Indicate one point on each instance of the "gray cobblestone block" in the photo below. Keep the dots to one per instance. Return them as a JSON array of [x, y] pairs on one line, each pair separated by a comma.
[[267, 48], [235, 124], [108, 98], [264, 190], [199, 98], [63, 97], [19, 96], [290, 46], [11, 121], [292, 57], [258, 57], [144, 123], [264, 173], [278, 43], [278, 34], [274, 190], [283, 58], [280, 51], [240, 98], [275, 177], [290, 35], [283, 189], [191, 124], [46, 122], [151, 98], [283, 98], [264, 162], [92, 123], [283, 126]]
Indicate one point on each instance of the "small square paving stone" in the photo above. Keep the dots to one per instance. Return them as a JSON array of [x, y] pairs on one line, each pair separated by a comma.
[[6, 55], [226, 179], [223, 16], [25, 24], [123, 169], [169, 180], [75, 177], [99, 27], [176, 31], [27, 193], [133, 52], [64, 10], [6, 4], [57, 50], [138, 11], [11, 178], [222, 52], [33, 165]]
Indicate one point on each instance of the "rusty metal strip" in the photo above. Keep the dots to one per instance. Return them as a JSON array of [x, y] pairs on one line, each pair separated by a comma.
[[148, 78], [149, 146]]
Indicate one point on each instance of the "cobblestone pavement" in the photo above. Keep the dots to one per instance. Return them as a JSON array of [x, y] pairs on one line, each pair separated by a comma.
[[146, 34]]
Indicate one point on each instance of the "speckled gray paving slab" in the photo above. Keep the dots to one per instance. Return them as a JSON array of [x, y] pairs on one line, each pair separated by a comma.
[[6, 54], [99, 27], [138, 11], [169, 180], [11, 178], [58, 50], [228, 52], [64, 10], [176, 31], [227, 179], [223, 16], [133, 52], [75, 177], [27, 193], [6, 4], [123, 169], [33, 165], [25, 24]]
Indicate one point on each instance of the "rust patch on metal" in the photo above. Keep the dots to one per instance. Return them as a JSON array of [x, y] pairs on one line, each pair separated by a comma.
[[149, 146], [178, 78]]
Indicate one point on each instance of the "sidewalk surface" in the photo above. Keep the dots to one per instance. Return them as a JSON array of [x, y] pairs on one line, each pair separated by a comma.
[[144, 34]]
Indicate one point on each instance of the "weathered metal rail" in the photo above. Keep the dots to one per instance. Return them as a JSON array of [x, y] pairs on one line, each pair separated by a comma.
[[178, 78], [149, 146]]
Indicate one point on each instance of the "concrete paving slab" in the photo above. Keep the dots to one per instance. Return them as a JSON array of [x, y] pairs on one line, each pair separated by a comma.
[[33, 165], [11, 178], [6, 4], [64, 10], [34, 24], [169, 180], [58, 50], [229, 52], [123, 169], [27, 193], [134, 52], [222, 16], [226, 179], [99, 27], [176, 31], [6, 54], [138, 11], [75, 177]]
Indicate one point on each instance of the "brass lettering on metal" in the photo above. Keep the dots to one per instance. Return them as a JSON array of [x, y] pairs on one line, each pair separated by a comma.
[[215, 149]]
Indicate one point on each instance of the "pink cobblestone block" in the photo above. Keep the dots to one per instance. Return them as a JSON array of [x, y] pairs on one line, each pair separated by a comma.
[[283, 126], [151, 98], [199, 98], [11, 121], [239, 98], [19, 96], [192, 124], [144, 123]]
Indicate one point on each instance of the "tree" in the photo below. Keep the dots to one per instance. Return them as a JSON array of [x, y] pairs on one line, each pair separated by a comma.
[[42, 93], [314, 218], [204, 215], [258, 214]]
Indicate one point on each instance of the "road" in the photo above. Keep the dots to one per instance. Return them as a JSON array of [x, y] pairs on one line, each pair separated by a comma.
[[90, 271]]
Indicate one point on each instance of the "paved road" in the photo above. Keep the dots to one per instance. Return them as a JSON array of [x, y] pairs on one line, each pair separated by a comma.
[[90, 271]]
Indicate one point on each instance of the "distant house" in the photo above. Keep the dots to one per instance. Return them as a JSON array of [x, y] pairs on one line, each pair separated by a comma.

• _DIRECTIONS_: Copy the data above in its entirety, exactly as given.

• _FINISHED EXERCISE_:
Indicate one point on each instance of the "gray cobblestone block" in the photo below. Keep the dots to one per instance. Return them as a JSON array of [x, y] pairs on one line, each pair separated by a comma.
[[267, 48], [235, 124], [108, 98], [264, 190], [199, 98], [63, 97], [19, 96], [290, 46], [11, 121], [292, 57], [258, 57], [144, 123], [264, 173], [278, 43], [278, 34], [274, 190], [283, 58], [280, 51], [240, 98], [275, 177], [290, 35], [283, 189], [191, 124], [46, 122], [151, 98], [283, 98], [264, 162], [92, 123], [283, 126]]
Indicate one point on each instance of the "small square paving stone" in the photo above. Keep the dots to one per instance. Return them as a JSON array of [x, y] pairs on one line, each pair separated by a comma.
[[6, 55], [226, 179], [223, 16], [25, 24], [123, 169], [169, 180], [75, 177], [99, 27], [176, 31], [27, 193], [133, 52], [64, 10], [6, 4], [57, 50], [138, 11], [11, 178], [222, 52], [33, 165]]
Indicate one point on each instance of the "rusty metal strip" in the photo above. Keep the dots to one per instance. Return them as a JSON array of [x, y] pairs on one line, each pair separated by a comma.
[[148, 78], [149, 146]]
Indicate one point on each instance of the "cobblestone pavement" in the photo above. Keep the dots to one per instance. Return them as a JSON array of [x, y] pairs on one line, each pair separated by a comma.
[[146, 34]]
Indicate one point on each instance of the "speckled gray paving slab" in the photo above. Keep the dots to one per instance. Return them as a JSON array of [x, y] pairs on one line, each pair separated by a comma.
[[6, 54], [99, 27], [138, 11], [169, 180], [11, 178], [58, 50], [228, 52], [64, 10], [176, 31], [227, 179], [223, 16], [133, 52], [75, 177], [27, 193], [6, 4], [123, 169], [33, 165], [25, 24]]
Indicate one point on each instance of the "rust patch on metal" in the photo above. Keep the dots to one per instance. Return them as a JSON array of [x, y] pairs on one line, each pair separated by a comma.
[[149, 146], [178, 78]]
Indicate one point on each instance of the "sidewalk surface" in the photo above. Keep the dots to one per instance. Return them as a JSON array of [x, y] pairs on one line, each pair separated by a comma.
[[144, 34]]
Indicate one point on each instance of the "weathered metal rail" in the photo above. Keep the dots to one per instance. Return them as a JSON array of [x, y] pairs on one line, each pair separated by a comma.
[[178, 78], [149, 146]]
Indicate one point on each instance of the "concrete paving slab" in the photo above. Keep the dots to one per instance. Return them as a JSON array of [x, y] pairs on one line, each pair separated by a comma.
[[33, 165], [11, 178], [6, 4], [64, 10], [34, 24], [169, 180], [58, 50], [229, 52], [123, 169], [27, 193], [134, 52], [222, 16], [226, 179], [99, 27], [176, 31], [6, 54], [138, 11], [75, 177]]
Indicate one point on each instance of the "brass lettering on metal" in the photo above. Keep the dots to one per instance. Return them as a JSON array of [x, y] pairs on one line, each pair separated by a comma.
[[215, 149]]
Indicate one point on each instance of the "pink cobblestone block" in the photo above. Keep the dots to one per instance. Return them as a JSON array of [x, y] pairs on one line, each pair separated by a comma.
[[283, 126], [151, 98], [199, 98], [11, 121], [239, 98], [19, 96], [192, 124], [144, 123]]
Indicate one point on each instance of the "tree" in the photo below. Keep the dots to one per instance. Return them as a JSON array of [x, y] pairs on one line, each pair separated by a comma.
[[42, 93], [314, 218], [204, 215], [258, 214]]
Indicate one point on each instance of the "road" in the photo above. Keep the dots to one per instance. Return them as a JSON array of [x, y] pairs on one line, each pair separated by a comma.
[[90, 271]]
Indicate one point on each instance of the "paved road" in the photo above. Keep the dots to one per instance. Return them as a JSON array of [x, y] pairs on one line, each pair separated by a comma.
[[90, 271]]
Indicate one point on each instance of the "distant house" in the photo above. Keep the dots to one per instance. Return them as a JSON array of [x, y] pairs on one line, each pair separated by a comma.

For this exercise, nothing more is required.